— Start Supplied data —
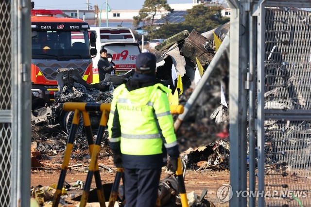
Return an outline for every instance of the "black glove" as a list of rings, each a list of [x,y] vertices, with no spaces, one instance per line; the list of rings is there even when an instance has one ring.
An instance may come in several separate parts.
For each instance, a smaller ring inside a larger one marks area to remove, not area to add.
[[[113,163],[117,167],[123,167],[122,165],[122,155],[121,154],[114,154],[113,156]]]
[[[177,159],[170,159],[170,170],[175,172],[177,171],[177,167],[178,166]]]

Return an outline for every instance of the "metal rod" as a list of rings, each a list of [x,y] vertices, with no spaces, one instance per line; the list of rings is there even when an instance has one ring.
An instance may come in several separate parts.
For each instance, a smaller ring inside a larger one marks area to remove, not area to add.
[[[255,84],[254,78],[254,68],[255,66],[255,58],[256,47],[254,47],[254,28],[256,28],[256,23],[254,17],[251,15],[249,16],[249,29],[250,29],[250,43],[249,43],[249,71],[248,81],[249,82],[250,87],[248,91],[249,104],[248,104],[248,173],[249,173],[249,188],[250,192],[254,192],[256,190],[255,184],[255,97],[254,97],[254,84]],[[250,207],[256,207],[256,198],[255,196],[250,196],[249,198],[249,205]]]

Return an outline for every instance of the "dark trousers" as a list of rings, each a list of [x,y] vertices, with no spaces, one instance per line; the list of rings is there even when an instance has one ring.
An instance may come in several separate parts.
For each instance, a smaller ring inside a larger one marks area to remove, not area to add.
[[[155,207],[161,168],[124,168],[126,207]]]

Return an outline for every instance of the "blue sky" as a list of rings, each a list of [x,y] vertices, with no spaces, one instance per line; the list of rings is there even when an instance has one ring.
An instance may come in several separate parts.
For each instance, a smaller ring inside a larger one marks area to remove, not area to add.
[[[86,0],[32,0],[35,9],[86,9]],[[107,0],[112,10],[139,10],[144,0]],[[100,8],[105,0],[88,0],[92,5],[97,4]],[[167,0],[168,3],[191,3],[192,0]]]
— End Supplied data —
Given instruction: Reproduce all of the records above verbatim, omitting the pictures.

Solution to this task:
Return an outline for every instance of the "black glove" as a list of rings, each a list of [x,y] vertices, with no spaces, one instance per line; the list of rings is there even when an instance has one ring.
An instance may come in several separate parts.
For each instance, a smaller ring inside a larger one marks area to remove, not area to add.
[[[113,163],[117,167],[123,167],[122,165],[122,155],[121,154],[114,154],[113,156]]]
[[[177,159],[170,159],[170,170],[175,172],[177,171],[177,167],[178,166]]]

Return an outline for every instance of the "metal rod" as a list of rings, each a list of [x,y] vertices, with no spaces, one instance per line; the list of rings is there even when an instance has one ring.
An instance may come in several separate parts.
For each instance, a smaller ring inside a larger one marks area to remove, not area to add.
[[[255,84],[254,78],[254,68],[255,66],[255,58],[256,47],[254,47],[254,28],[256,28],[256,23],[254,17],[251,15],[249,16],[249,29],[250,29],[250,43],[249,43],[249,71],[248,81],[249,82],[250,87],[248,91],[249,104],[248,104],[248,173],[249,173],[249,188],[250,192],[254,192],[256,190],[255,184],[255,97],[254,97],[254,84]],[[250,207],[256,207],[256,198],[255,196],[250,196],[249,198],[249,205]]]

Return an outline for every instance of the "dark trousers" as a list of rings, each a list of [x,y] vertices, with no spaces, one instance per line; the list of rings is there even when an instance has one ring.
An instance may come in several separate parts.
For each instance, a smaller ring inside a larger one marks area to remove, not area to add.
[[[155,207],[161,168],[124,168],[126,207]]]

Return an outline for every instance of the "blue sky" as a list of rings, each a list of [x,y] vertices, with no spaces, one instance per line; the list of rings is there even when an instance has one ring.
An instance may come in several separate parts.
For each instance, a smaller ring inside a larger one marks area to remove, not area to add.
[[[86,0],[32,0],[35,9],[86,9]],[[107,0],[112,10],[139,10],[144,0]],[[100,8],[105,0],[88,0],[92,5],[97,4]],[[167,0],[168,3],[191,3],[192,0]]]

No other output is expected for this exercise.